◆ Directions ◆
Turn the lines below into a numbered list, leaving out any blank lines.
--- --- ---
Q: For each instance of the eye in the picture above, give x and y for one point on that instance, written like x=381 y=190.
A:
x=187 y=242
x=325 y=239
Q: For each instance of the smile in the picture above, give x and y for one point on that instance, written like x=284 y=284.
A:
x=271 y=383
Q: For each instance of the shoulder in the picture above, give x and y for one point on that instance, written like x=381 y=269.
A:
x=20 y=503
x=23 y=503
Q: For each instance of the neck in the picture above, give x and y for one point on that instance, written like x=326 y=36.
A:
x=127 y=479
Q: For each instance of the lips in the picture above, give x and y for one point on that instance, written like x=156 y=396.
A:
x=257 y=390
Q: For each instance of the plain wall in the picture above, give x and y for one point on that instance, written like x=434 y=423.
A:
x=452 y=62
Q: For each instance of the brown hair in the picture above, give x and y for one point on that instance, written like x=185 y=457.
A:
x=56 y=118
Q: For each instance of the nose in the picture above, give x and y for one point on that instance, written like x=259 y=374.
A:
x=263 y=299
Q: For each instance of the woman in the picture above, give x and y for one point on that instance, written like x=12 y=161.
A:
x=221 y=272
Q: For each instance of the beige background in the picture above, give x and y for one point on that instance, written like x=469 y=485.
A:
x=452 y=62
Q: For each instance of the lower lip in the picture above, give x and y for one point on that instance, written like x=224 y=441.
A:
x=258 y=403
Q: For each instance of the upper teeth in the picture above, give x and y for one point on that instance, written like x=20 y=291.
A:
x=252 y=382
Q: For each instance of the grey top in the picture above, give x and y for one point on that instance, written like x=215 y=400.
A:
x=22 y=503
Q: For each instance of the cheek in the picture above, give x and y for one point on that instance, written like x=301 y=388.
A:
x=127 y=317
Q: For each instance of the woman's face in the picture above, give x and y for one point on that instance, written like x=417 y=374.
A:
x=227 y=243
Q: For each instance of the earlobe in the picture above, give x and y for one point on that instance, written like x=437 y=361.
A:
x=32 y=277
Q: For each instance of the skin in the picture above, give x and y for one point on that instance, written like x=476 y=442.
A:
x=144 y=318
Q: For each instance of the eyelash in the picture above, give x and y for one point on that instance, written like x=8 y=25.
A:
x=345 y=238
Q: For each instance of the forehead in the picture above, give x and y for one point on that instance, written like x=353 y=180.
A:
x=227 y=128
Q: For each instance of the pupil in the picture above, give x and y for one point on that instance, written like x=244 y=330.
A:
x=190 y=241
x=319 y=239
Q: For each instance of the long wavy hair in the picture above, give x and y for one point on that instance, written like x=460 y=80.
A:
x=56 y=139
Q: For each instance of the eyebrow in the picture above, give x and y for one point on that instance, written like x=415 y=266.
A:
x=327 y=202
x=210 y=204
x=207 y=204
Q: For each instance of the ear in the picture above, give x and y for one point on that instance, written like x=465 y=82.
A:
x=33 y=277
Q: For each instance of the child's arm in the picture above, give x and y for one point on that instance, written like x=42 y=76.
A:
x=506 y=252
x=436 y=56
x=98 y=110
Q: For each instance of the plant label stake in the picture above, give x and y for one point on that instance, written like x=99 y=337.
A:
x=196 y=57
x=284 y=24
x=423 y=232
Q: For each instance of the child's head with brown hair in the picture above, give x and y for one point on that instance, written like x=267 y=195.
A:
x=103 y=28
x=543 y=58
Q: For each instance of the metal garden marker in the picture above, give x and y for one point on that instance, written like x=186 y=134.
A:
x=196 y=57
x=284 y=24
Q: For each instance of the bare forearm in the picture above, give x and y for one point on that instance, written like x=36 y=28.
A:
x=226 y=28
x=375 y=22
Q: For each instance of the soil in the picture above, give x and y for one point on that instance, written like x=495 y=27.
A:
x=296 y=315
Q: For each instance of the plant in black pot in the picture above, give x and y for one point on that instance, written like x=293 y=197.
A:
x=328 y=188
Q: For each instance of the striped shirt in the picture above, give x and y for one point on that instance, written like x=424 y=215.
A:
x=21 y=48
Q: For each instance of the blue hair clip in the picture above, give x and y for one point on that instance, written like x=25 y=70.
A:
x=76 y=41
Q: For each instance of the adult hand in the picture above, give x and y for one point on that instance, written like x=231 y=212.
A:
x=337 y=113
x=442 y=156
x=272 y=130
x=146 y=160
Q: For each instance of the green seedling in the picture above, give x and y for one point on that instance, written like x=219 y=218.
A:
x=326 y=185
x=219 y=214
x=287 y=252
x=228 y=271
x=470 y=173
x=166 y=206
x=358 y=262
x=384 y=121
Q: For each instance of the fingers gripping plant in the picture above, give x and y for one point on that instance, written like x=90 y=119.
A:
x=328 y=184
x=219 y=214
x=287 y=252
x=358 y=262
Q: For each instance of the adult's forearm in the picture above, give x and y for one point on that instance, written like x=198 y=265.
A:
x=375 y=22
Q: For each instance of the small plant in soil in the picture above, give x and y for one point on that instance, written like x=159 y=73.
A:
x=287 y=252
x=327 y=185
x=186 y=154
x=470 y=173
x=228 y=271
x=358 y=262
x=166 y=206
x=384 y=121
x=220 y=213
--- --- ---
◆ Task response ◆
1. Q: For each instance of the eye in the picture above, give x and y for one point on that instance, written like x=381 y=190.
2. A:
3. x=187 y=242
4. x=325 y=239
5. Q: For each instance of the smile in the picture above, give x and y for one point on that instance, written like x=284 y=284.
6. A:
7. x=271 y=383
8. Q: For each instance of the shoulder in the picture above, give x and y for one point on that instance, written like x=381 y=269.
9. A:
10. x=20 y=503
11. x=23 y=503
12. Q: For each instance of the neck in the picture above, give x and y for one point on that instance, written like x=326 y=36.
13. A:
14. x=127 y=479
15. Q: For each instance of the lips in the picture above, give x and y for one point on that instance, written like x=156 y=396.
16. A:
17. x=257 y=390
18. Q: For each instance of the plain wall in the picture above, give x and y for one point on that instance, written like x=434 y=423.
19. A:
20. x=452 y=62
21. Q: For each instance of the brown hair in the picture above, give x and y for one point on that instance, written like x=185 y=457.
22. A:
23. x=56 y=118
24. Q: For each instance of the nose in the picture above, give x and y for one point on that instance, written like x=259 y=374.
25. A:
26. x=263 y=299
27. Q: For each instance of the woman in the picture above, give x and y for one point on that instance, written like x=12 y=161.
28. A:
29. x=221 y=272
30. Q: For each instance of the beige background in the picture above, give x and y for one point on that instance, written like x=469 y=485.
31. A:
32. x=452 y=62
33. Q: For each instance of the lower lip in the picture above, give x and y for one point on that instance, written like x=224 y=441.
34. A:
35. x=258 y=403
36. Q: For each instance of the upper teeth in the picture above, give x and y for one point on that instance, written like x=20 y=291.
37. A:
38. x=252 y=382
39. Q: For each instance of the grey top in the picture above, give x and y for one point on that instance, written like x=215 y=400.
40. A:
41. x=22 y=503
42. Q: For each instance of the cheek in the picture above, give x and y for one point on that instance, written like x=301 y=388.
43. A:
44. x=127 y=317
45. Q: For each instance of the woman's face in the picture above, give x and y for one point on that instance, written like x=417 y=374.
46. A:
47. x=227 y=243
48. Q: For each instance of the earlobe in the picture above, give x and y for one point on that instance, written like x=437 y=361.
49. A:
50. x=32 y=277
51. Q: For each instance of the skin in the picture above, give x and y for one point on that instance, written like x=476 y=442.
52. A:
53. x=144 y=318
54. Q: For each instance of the eyelash in the picture above, give x and y for one point on that instance, written like x=8 y=25.
55. A:
56. x=345 y=238
57. Q: For each instance of the forehead in the picture above, give x and y for one point on that instance, written like x=353 y=180.
58. A:
59. x=227 y=128
60. Q: For each instance of the pupil in the picture above, give x and y for one point on that instance, written like x=244 y=330.
61. A:
62. x=190 y=241
63. x=319 y=239
64. Q: For each instance of the long wavy hair in the picture above, give x and y for one point on that instance, written like x=460 y=80.
65. A:
66. x=56 y=139
67. Q: For each instance of the eyebrow in the picture above, give x and y for one point on that instance, written like x=415 y=266.
68. A:
69. x=327 y=202
70. x=210 y=204
71. x=207 y=204
72. Q: For each instance of the ear in the picture above, give x and y for one point on that instance, written like x=465 y=82.
73. A:
74. x=33 y=277
75. Q: For each instance of the child's arm in the picture above, give x and y for one point on that instance, written like x=42 y=76.
76. A:
77. x=506 y=252
78. x=436 y=56
79. x=98 y=110
80. Q: For each instance of the plant label stake in the picture above, give x and y for one point on that instance, written like x=99 y=337.
81. A:
82. x=196 y=57
83. x=284 y=24
84. x=423 y=232
85. Q: For each instance of the child's head with brown hair in the picture above, give x and y for one point on that instance, written like x=267 y=195.
86. A:
87. x=103 y=28
88. x=543 y=58
89. Q: For each instance of the metal garden marker in the picture above, give x and y for one point on that instance, written like x=186 y=134.
90. A:
91. x=196 y=57
92. x=284 y=24
93. Q: For each instance of the bare forearm in the picture above, give x and y for one point on that instance, written like x=36 y=28.
94. A:
95. x=226 y=28
96. x=375 y=22
97. Q: For each instance of the soil in the picture above, give x and y for one point on that instance, written like x=495 y=27.
98. A:
99. x=296 y=315
100. Q: For each instance of the plant in black pot in the picture above, give x and y for one point on that instance, written like x=293 y=197.
101. A:
102. x=328 y=188
103. Q: For each instance of the striped shirt in the picture above, give x and y for one point on that instance, written like x=424 y=215.
104. A:
105. x=21 y=48
106. Q: For each instance of the blue hair clip in the picture above, give x and y for one point on that instance, written like x=25 y=70.
107. A:
108. x=76 y=41
109. Q: For each instance of the adult hand in the picture above, give x and y for one point on that instance, written like x=231 y=212.
110. A:
111. x=337 y=113
112. x=442 y=156
113. x=272 y=130
114. x=146 y=160
115. Q: For each instance of the green seedling in the picture above, give x and y for one point on that instance, written like x=219 y=218.
116. A:
117. x=326 y=185
118. x=219 y=214
119. x=287 y=252
120. x=228 y=271
121. x=470 y=173
122. x=166 y=206
123. x=358 y=262
124. x=384 y=121
125. Q: For each instance of the fingers gripping plant in the picture above, give x and y for one point on that instance, written like x=90 y=119.
126. A:
127. x=328 y=184
128. x=219 y=214
129. x=287 y=252
130. x=358 y=262
131. Q: For each instance of the adult's forearm in the picture above, give x and y for one point on that instance, written like x=198 y=265.
132. A:
133. x=375 y=22
134. Q: For each instance of the small plant in soil in the picture above, give x and y for one point on that instance, written like x=159 y=73.
135. A:
136. x=287 y=252
137. x=327 y=185
138. x=186 y=154
139. x=470 y=173
140. x=228 y=271
141. x=358 y=262
142. x=166 y=206
143. x=384 y=121
144. x=220 y=213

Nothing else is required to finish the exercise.